**** Texto seleccionado

Nada más nacer hemos emprendido la marcha hacia la muerte y cualquier edad es buena para que este acontecimiento se produzca, porque en realidad la muerte viene a ser una parte inseparable de la vida, y todo lo que nos sucede viene a ser parte del mismo guión, que ya está diseñado. Si al menos los hombres pudiéramos decidir cuándo y cómo queremos morir… ¿Por qué, Señor, no nos dejas elegir al menos la fecha y las circunstancias de nuestra muerte? Pero bien pensado, mejor dejarlo todo en tus manos y decir con Jorge Manrique: “Consiento en mi morir/ con voluntad placentera/ clara y pura/ que querer hombre vivir/ Cuando Dios quiere que muera / es locura.
Como complementación a la festividad de Todos los Santos, el día 1 de noviembre, la Iglesia ha reservado el 2 de este mismo mes para la conmemoración de “Los fieles Difuntos”, cuando el esplendor de la Naturaleza se ha marchitado y la tierra se viste con un sayal pardo de penitente que invita a la nostalgia. En este día de difuntos en que todos tenemos algún ser querido que recordar no encontramos mejor consuelo que el poder pensar que volveremos a encontrarnos en el camino, tal es la creencia generalizada basada en las motivaciones más diversas. Seguimos aferrados a la tradición secular, que ve en el día de los difuntos la ocasión de recordar a nuestros muertos, pasando a segundo plano las demás preocupaciones cotidianas; a los cementerios acudimos a llevarles flores en una especie de ritual esotérico, esperando sentir su misteriosa presencia deslumbrante de luz como nos la pintan quienes aseguran haber vuelto a la vida después de sentir el abrazo de la muerte. Bien mirado, todas estas creencias populares nos remiten al dogma fundamental del cristianismo que nos asegura que nuestra aventura humana no acaba en la nada, sino que tiene como último destino la Casa del Padre, a la que todos estamos llamados; más aún, nuestra fe no solamente nos asegura que nuestros muertos siguen vivos sino que estamos continuamente en línea directa con ellos y podemos pedirles auxilio en nuestras necesidades, que ellos conocen mejor que nosotros mismos, tal como lo sintiera Santa Teresita de Lisieux que se expresaba así; “Yo quiero pasar mi cielo haciendo el bien en la tierra”
También nosotros desde aquí abajo podemos ayudarles en el caso de que lo necesitaran. Ha pasado el tiempo de merecimiento para ellos, pero los que estamos en la brega, algo podemos hacer para que su espera resulte menos gravosa. En ningún caso la conmemoración de los fieles difuntos debiera traernos, no tan solo el mensaje de que un día tendremos que morir, aunque no viene mal recordarlo sino y sobre todo, debiera ser motivo de esperanza, el saber que quien nos espera a la vuelta de la esquina no es el sepulturero, sino el Padre con sus brazos abiertos. Si cierto es que nacemos para morir, no es menos cierto que morimos para renacer a la vida eterna. Todo lo bueno, hermoso y gozoso, que aquí abajo lo disfrutamos a cuentagotas, solo lo tendremos de forma sobreabundante, cuando hayamos traspasado las barreras del tiempo.

********
**** Datos proporcionados

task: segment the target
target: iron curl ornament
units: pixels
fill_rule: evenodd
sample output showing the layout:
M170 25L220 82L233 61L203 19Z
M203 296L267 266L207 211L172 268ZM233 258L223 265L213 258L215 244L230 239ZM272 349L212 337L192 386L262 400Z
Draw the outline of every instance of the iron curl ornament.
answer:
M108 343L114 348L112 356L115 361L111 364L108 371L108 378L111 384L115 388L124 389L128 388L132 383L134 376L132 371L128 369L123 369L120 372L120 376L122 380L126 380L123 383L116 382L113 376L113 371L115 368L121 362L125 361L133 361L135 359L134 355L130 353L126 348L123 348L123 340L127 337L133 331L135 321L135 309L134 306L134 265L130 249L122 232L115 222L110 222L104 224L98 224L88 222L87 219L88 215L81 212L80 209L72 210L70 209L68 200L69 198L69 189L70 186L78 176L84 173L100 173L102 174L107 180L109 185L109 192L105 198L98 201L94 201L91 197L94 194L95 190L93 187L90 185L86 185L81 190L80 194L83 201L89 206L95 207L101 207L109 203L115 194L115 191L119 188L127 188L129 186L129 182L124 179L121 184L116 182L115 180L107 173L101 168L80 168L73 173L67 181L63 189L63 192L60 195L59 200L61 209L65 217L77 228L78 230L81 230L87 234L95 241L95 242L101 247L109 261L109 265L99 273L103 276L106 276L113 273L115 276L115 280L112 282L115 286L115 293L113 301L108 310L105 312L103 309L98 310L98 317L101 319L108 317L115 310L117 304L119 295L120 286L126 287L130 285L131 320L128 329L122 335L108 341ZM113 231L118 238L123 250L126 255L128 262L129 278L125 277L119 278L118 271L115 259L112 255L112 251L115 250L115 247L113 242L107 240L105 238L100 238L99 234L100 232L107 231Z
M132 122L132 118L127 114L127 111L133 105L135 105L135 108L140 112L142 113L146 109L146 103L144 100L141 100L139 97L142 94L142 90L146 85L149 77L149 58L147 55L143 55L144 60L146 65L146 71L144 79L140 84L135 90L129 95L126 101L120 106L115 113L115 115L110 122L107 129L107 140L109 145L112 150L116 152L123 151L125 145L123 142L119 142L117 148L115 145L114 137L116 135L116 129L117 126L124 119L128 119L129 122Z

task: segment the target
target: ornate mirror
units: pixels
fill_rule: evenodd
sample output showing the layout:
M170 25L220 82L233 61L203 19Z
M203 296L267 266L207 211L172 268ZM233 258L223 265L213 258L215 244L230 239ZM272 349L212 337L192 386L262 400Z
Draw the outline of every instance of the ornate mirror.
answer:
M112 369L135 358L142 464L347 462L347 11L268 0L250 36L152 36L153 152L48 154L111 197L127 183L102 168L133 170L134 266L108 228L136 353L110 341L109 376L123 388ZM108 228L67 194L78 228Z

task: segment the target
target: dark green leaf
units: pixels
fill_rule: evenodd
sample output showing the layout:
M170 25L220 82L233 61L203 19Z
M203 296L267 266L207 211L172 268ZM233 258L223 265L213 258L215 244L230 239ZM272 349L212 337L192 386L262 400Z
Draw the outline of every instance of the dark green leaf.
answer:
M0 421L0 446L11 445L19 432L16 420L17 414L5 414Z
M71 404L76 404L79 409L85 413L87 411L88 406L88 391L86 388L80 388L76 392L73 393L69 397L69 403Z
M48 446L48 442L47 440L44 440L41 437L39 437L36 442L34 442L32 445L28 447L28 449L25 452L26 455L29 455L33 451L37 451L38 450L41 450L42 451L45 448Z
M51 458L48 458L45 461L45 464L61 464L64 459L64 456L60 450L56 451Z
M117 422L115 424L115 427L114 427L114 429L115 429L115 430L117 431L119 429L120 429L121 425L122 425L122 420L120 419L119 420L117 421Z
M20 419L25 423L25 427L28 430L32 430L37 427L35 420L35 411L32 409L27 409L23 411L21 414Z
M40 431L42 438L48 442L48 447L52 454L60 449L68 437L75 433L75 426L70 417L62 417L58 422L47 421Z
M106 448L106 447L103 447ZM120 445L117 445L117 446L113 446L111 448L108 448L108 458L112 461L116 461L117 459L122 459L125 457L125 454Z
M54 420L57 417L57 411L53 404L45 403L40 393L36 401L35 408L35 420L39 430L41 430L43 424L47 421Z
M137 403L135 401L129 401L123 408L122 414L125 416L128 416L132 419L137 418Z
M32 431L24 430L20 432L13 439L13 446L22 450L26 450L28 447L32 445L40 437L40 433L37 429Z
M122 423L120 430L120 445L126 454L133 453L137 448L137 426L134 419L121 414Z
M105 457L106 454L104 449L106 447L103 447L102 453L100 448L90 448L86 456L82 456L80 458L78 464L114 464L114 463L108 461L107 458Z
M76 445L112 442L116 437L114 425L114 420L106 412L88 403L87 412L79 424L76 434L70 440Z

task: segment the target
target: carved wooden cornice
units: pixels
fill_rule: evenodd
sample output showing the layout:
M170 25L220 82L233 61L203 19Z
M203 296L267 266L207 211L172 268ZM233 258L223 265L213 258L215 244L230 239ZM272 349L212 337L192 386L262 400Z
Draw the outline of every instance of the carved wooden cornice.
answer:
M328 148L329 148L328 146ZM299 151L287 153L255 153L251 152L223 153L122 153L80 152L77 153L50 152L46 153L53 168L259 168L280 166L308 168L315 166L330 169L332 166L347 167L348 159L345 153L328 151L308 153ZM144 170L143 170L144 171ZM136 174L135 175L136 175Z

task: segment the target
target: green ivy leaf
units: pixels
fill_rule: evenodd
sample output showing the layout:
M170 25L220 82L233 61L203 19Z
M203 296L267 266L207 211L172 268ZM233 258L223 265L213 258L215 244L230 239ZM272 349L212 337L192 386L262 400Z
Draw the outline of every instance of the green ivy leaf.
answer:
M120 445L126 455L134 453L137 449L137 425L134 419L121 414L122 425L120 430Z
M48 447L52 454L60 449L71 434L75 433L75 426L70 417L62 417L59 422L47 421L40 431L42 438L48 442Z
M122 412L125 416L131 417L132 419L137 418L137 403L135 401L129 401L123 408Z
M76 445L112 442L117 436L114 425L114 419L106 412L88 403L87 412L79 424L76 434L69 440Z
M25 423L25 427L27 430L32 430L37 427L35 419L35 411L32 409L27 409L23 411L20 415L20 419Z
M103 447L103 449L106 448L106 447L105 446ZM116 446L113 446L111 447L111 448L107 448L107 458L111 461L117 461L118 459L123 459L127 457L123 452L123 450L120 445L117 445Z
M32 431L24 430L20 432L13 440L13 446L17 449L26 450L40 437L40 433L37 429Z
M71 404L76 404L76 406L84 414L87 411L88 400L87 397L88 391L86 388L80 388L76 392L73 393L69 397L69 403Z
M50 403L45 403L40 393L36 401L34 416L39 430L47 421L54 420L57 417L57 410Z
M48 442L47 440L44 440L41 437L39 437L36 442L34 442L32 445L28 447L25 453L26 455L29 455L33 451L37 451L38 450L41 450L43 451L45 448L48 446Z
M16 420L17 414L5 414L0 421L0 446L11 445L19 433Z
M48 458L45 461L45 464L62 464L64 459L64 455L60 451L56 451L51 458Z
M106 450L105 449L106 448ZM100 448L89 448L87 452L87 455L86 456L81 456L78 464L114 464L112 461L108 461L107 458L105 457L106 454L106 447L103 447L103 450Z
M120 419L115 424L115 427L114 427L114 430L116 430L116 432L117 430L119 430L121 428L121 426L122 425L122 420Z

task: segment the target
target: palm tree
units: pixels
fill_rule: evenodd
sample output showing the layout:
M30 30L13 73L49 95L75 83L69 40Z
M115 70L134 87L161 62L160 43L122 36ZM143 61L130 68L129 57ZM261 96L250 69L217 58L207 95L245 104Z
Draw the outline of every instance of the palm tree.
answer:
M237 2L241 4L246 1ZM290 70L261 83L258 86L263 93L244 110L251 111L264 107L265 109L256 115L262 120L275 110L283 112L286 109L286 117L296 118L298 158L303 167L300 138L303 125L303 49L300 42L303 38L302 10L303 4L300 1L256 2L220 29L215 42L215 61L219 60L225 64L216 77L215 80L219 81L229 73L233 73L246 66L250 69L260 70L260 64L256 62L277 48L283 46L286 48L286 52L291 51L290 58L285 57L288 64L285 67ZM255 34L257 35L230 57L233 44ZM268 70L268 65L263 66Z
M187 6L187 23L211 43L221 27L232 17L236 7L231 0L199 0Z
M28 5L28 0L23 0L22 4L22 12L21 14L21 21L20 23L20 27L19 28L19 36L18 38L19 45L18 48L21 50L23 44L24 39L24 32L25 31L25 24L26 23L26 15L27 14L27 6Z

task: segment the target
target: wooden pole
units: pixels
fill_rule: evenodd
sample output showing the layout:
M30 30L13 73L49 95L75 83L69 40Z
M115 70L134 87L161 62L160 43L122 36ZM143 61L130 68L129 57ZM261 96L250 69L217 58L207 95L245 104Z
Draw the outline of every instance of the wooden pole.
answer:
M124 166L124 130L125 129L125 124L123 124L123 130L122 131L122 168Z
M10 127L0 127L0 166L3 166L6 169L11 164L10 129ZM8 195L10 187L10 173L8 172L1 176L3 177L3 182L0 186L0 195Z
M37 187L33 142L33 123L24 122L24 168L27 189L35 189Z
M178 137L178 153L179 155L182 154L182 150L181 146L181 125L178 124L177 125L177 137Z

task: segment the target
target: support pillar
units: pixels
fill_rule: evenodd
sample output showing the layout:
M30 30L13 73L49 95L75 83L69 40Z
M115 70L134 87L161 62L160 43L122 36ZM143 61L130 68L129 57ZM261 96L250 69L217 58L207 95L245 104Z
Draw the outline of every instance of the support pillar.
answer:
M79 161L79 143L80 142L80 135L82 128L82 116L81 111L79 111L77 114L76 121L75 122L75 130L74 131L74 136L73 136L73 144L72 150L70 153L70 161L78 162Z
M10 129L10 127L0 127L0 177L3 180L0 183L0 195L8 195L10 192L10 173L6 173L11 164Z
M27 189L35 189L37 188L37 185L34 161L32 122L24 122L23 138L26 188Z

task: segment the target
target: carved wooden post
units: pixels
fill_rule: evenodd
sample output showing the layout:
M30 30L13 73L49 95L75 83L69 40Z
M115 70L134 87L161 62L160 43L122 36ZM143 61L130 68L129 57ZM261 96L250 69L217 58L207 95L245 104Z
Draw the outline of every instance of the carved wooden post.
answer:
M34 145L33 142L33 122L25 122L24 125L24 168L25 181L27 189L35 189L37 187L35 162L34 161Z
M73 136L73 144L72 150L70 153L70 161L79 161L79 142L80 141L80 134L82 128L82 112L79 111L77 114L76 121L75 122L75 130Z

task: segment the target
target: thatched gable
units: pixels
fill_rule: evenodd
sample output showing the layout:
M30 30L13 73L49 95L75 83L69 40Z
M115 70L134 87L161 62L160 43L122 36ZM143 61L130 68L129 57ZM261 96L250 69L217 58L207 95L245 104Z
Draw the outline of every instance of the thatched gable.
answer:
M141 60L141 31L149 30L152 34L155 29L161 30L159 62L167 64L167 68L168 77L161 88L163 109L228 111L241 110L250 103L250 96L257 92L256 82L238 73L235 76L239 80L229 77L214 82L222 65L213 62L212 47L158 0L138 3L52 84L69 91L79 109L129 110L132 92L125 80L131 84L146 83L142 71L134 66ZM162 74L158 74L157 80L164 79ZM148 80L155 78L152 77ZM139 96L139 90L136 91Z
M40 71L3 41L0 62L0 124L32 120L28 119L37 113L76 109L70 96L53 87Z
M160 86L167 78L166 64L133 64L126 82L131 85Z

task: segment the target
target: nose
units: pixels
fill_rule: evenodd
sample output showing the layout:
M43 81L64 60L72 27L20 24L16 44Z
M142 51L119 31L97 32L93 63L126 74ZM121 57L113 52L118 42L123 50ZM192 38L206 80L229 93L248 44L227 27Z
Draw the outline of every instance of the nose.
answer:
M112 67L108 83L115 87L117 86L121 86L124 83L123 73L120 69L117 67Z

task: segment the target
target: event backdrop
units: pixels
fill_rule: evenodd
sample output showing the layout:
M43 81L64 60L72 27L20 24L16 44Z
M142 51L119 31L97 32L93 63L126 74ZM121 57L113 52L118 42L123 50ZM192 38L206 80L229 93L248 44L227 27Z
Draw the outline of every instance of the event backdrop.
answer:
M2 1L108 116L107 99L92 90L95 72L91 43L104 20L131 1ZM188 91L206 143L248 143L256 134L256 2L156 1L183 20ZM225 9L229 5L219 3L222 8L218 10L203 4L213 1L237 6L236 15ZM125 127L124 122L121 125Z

********

**El ejercicio**. Retoma el texto sobre el día de los fieles difuntos y continúalo a partir de su última oración.

**Respuesta escrita**.
Como bien se sabe el origen del culto a los difuntos viene de muy atrás, podíamos decir que es tan antiguo como la aparición del hombre sobre la tierra, llegando a ser en algunos pueblos, como el egipcio, el núcleo central de su cultura. En cuanto celebración específicamente cristiana, constatamos cómo desde sus comienzos existía la costumbre de grabar en los dípticos el nombre de los fieles fallecidos. En el año 998 el abad Odilón introdujo la conmemoración de los fieles difuntos para todos los monasterios bajo la jurisdicción de la abadía de Cluny. Roma, en cambio, tardaría un tiempo en incorporar a la liturgia esta festividad, que no llegó hasta el siglo XIV.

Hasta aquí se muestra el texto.